» PROBLEM DETAILS
Each record below is to be set down again precisely.

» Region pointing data
::::

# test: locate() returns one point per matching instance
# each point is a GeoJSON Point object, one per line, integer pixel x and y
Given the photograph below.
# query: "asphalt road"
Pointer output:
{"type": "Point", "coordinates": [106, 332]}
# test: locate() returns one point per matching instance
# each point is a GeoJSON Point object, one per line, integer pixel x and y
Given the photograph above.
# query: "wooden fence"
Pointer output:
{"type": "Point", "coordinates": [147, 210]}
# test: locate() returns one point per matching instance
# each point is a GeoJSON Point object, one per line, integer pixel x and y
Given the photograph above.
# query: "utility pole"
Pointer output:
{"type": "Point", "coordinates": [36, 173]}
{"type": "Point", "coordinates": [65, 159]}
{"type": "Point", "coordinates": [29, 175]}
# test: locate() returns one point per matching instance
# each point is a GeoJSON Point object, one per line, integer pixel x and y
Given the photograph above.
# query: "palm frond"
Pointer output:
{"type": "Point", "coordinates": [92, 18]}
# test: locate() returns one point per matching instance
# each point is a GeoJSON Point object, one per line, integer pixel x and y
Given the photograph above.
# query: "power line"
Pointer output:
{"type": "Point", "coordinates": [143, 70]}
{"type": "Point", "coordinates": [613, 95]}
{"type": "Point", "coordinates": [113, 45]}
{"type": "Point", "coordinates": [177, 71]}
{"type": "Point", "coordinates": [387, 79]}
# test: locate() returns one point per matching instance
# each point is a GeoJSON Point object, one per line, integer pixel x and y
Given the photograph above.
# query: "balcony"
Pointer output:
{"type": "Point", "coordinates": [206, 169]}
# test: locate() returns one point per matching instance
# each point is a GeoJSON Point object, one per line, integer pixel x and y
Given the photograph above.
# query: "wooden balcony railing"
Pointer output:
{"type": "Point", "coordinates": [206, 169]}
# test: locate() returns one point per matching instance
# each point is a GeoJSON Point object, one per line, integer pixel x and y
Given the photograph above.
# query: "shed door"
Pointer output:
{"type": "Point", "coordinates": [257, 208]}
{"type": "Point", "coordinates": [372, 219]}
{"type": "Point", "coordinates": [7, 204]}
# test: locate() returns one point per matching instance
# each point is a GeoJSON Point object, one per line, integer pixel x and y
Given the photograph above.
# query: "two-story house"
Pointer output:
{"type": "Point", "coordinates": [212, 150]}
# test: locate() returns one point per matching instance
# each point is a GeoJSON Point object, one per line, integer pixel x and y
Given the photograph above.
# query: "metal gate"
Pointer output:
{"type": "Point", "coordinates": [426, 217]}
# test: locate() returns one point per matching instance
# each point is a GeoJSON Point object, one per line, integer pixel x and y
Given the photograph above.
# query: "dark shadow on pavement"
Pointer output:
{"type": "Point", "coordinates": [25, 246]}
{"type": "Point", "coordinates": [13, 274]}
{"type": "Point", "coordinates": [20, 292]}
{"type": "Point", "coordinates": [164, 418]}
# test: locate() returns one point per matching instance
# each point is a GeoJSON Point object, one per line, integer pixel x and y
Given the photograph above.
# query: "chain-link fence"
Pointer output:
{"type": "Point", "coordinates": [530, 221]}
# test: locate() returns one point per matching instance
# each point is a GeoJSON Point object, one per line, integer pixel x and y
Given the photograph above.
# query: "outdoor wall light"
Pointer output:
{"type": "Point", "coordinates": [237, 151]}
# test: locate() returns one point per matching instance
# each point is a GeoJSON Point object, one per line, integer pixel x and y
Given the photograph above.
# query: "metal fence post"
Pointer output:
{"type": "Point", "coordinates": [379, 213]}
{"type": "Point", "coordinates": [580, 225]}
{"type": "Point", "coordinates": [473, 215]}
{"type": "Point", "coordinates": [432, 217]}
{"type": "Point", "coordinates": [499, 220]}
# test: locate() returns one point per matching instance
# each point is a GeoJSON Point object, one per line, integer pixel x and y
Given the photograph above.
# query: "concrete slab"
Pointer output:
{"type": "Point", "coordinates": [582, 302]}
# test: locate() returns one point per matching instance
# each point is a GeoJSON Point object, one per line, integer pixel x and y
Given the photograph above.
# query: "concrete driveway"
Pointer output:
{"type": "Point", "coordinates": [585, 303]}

::::

» COMPLETED EXERCISE
# test: locate() returns one point per matching instance
# each point is a GeoJSON Point object, one per line, integer pixel x and y
Given the photograph below.
# query: "asphalt road"
Pointer output:
{"type": "Point", "coordinates": [106, 332]}
# test: locate() returns one point per matching instance
# each point is a GeoJSON Point object, one per line, integer pixel x and y
Given the photograph above.
# query: "wooden fence"
Pointer output:
{"type": "Point", "coordinates": [147, 210]}
# test: locate() returns one point per matching instance
# each point is a GeoJSON Point object, one per line, integer pixel x and y
Given the photograph above.
# query: "utility pole"
Pointer output:
{"type": "Point", "coordinates": [36, 173]}
{"type": "Point", "coordinates": [65, 159]}
{"type": "Point", "coordinates": [29, 175]}
# test: locate() returns one point per matching instance
# each point is a GeoJSON Point object, one per line, integer pixel x and y
Given the photograph above.
# query: "palm frond"
Pointer output:
{"type": "Point", "coordinates": [92, 18]}
# test: locate() returns one point per matching instance
# each point is a GeoJSON Point object, one per line, integer pixel x and y
Given the photograph above.
# query: "power line"
Pointer output:
{"type": "Point", "coordinates": [143, 70]}
{"type": "Point", "coordinates": [613, 95]}
{"type": "Point", "coordinates": [113, 45]}
{"type": "Point", "coordinates": [177, 71]}
{"type": "Point", "coordinates": [387, 79]}
# test: locate() returns one point per matching instance
# each point is a GeoJSON Point object, one per line, integer pixel x and y
Given the photograph above.
# query: "balcony"
Pointer output:
{"type": "Point", "coordinates": [206, 169]}
# test: locate() returns one point per matching instance
# each point is a GeoJSON Point object, one per line, integer pixel x and y
Given the photograph above.
# query: "wooden balcony railing"
Pointer output:
{"type": "Point", "coordinates": [206, 169]}
# test: locate() returns one point per matching instance
# each point is a GeoJSON Point object, one per line, integer pixel x and y
Given the photograph above.
# query: "shed door"
Pointer output:
{"type": "Point", "coordinates": [257, 208]}
{"type": "Point", "coordinates": [372, 219]}
{"type": "Point", "coordinates": [7, 204]}
# test: locate() returns one point per matching instance
# each point is a GeoJSON Point object, one per line, integer pixel x and y
Given the photograph above.
# query: "two-story house"
Pointer output:
{"type": "Point", "coordinates": [212, 150]}
# test: locate() returns one point per matching instance
# each point is a GeoJSON Point object, one per line, integer pixel x and y
Given the photograph above.
# query: "metal gate"
Pointer output:
{"type": "Point", "coordinates": [426, 217]}
# test: locate() returns one point per matching instance
# each point is a GeoJSON Point object, one per line, integer pixel x and y
Given the photograph above.
# query: "dark shadow on pavement"
Pointer output:
{"type": "Point", "coordinates": [25, 246]}
{"type": "Point", "coordinates": [13, 274]}
{"type": "Point", "coordinates": [20, 292]}
{"type": "Point", "coordinates": [164, 418]}
# test: locate() returns one point per matching instance
# each point is a GeoJSON Point object, one per line, integer pixel x and y
Given the photograph above.
# query: "chain-link fence"
Pointer output:
{"type": "Point", "coordinates": [530, 221]}
# test: locate() returns one point per matching instance
# each point is a GeoJSON Point object, one per line, integer pixel x and y
Given the photograph above.
# query: "outdoor wall light"
Pointer output:
{"type": "Point", "coordinates": [237, 151]}
# test: locate() returns one point per matching instance
# each point is a GeoJSON Point object, one per line, integer pixel x and y
Given the photograph above.
# query: "metal fence post"
Pointer output:
{"type": "Point", "coordinates": [379, 213]}
{"type": "Point", "coordinates": [580, 225]}
{"type": "Point", "coordinates": [473, 215]}
{"type": "Point", "coordinates": [432, 217]}
{"type": "Point", "coordinates": [499, 220]}
# test: locate() returns one point per matching instance
# each point is a GeoJSON Point object, one per line, integer pixel x and y
Given the photograph above.
# query: "concrete slab"
Pointer output:
{"type": "Point", "coordinates": [582, 302]}
# test: locate() returns one point per matching instance
# each point is a GeoJSON Point object, one per line, integer pixel x and y
Given the photograph above.
# query: "concrete driveway"
Pointer output:
{"type": "Point", "coordinates": [585, 303]}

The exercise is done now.